RECORDS TO PROCESS below:
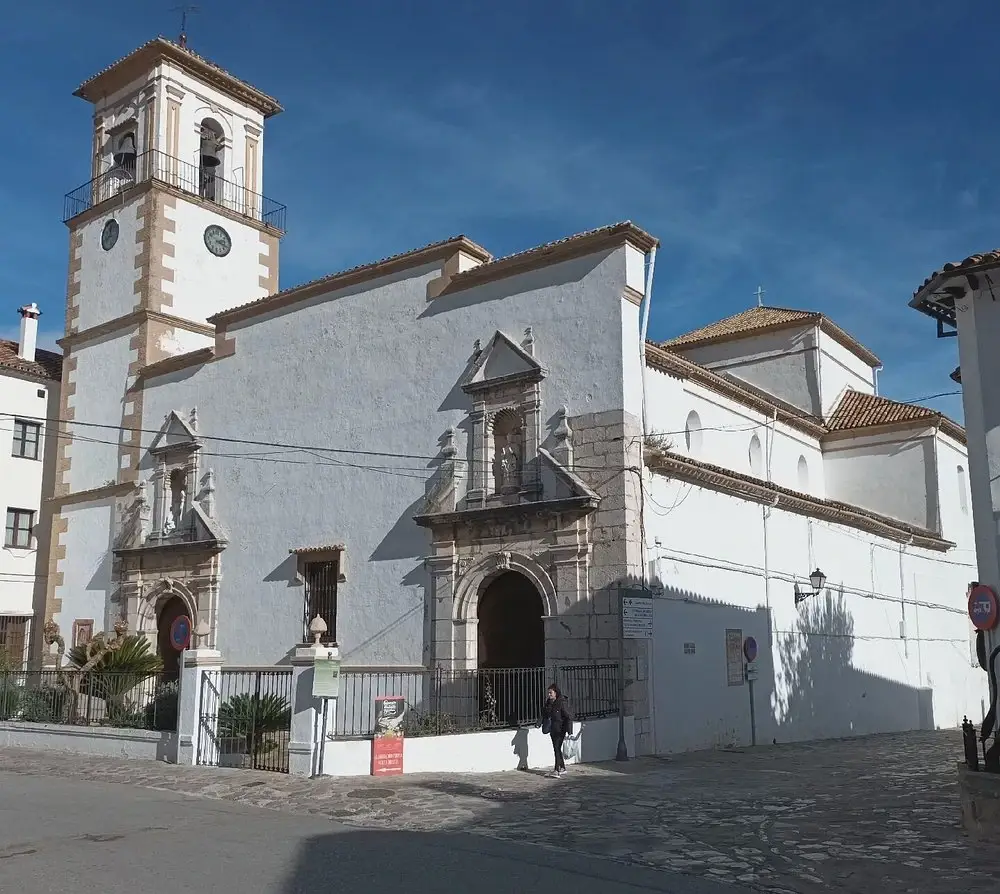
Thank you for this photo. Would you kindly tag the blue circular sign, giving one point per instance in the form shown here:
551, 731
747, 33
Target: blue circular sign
180, 632
983, 608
End of RECORDS TO PROCESS.
▶ [WHAT IS BEING ASKED] With the pictures stripped out, return each record word for word.

▶ [SOLUTION TO THIS PROBLEM]
Thank you for this photo. Would you kindly tag the blue circular sign, giving one point per instance in the form shown here:
551, 731
747, 33
Target: blue circular sign
180, 632
983, 608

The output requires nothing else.